# Start of DATASET CONTENT

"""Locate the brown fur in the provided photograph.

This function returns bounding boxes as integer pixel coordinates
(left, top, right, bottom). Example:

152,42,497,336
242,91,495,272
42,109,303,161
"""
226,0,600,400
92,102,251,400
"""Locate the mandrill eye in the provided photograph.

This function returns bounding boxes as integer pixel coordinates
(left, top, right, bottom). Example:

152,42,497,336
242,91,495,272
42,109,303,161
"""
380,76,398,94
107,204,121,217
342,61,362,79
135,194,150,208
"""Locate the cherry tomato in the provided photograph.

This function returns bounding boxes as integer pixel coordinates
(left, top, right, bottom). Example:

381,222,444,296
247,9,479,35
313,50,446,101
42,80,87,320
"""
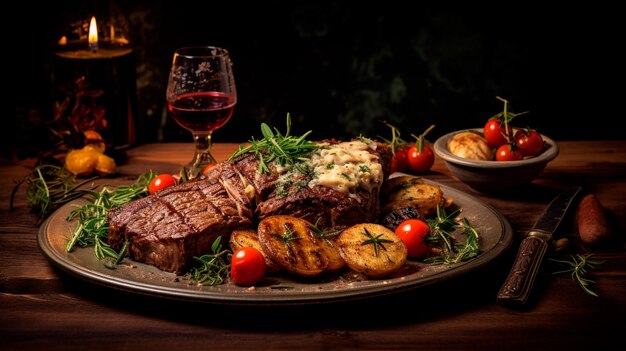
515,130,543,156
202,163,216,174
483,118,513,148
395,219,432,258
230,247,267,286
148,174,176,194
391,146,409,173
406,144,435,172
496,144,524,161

# End of DATASET CONTENT
# Start of DATASET CONTENT

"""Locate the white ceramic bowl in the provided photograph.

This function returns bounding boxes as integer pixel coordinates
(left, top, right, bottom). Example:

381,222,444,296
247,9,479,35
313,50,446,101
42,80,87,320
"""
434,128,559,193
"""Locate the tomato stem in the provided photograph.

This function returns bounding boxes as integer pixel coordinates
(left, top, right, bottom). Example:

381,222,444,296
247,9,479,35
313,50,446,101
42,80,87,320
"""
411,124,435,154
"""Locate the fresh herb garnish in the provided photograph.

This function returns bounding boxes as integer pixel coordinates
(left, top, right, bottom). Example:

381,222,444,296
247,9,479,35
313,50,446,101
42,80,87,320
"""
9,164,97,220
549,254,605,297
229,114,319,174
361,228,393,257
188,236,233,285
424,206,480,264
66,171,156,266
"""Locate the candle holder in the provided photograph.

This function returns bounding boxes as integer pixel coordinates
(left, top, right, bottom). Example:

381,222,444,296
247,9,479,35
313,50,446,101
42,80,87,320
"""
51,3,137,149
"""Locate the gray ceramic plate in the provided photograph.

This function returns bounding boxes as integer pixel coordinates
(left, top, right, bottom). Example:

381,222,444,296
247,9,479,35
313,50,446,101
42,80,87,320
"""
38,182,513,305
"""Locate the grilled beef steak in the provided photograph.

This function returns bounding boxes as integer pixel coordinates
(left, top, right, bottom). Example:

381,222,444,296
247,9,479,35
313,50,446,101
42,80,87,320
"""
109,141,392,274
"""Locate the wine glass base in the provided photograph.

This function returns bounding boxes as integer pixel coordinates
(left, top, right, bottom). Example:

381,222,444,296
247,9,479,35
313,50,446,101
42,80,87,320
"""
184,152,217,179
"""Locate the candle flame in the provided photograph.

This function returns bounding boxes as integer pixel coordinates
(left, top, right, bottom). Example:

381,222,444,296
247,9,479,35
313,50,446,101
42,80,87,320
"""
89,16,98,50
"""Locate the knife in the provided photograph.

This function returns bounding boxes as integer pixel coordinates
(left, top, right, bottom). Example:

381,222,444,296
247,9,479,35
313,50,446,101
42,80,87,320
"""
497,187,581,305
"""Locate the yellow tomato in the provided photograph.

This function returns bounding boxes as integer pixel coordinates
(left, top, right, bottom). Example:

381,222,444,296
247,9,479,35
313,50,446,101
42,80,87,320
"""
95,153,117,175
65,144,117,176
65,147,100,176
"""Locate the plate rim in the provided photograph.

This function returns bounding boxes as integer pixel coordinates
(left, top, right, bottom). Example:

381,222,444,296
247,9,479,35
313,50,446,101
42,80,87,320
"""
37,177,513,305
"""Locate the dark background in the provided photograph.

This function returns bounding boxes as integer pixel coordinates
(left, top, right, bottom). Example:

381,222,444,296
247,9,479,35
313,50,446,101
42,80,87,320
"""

# End of DATASET CONTENT
# Start of DATASET CONTENT

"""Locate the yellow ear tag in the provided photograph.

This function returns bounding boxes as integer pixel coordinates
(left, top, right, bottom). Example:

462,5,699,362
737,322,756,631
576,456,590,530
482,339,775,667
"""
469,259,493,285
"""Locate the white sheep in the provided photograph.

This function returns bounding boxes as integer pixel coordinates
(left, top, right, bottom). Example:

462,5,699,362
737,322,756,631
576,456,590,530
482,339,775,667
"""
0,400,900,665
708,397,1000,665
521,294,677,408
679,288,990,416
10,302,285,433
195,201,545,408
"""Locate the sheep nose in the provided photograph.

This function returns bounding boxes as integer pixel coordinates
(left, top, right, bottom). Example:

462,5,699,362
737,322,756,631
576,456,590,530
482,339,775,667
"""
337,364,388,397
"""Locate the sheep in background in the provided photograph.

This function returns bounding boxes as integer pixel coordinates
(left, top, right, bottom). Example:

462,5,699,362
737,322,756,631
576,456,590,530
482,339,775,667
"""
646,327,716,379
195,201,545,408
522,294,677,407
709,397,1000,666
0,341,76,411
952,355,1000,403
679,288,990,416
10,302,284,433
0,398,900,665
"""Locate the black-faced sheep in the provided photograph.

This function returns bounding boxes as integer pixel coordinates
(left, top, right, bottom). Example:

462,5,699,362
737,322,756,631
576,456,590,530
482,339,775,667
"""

# End of DATASET CONTENT

▸ WORK TO DO:
Copy the material above word for word, beginning with the line containing "fur in the provided photograph." and continuing through the line containing "135,194,150,208", including both of those lines.

▸ WRITTEN RESPONSE:
"""Locate the brown fur in the provided photograph.

This function returns bounding boxes as integer pixel coordinates
(left, top, right, bottom). Example:

152,42,497,336
242,91,495,272
42,109,303,161
"""
226,0,600,400
92,102,251,400
"""Locate the mandrill eye in the provided photograph.

This function returns bounding boxes as integer pixel coordinates
(left, top, right, bottom). Example:

152,42,497,336
242,91,495,272
42,109,303,161
"""
380,76,398,94
107,204,121,217
342,61,362,79
135,194,150,208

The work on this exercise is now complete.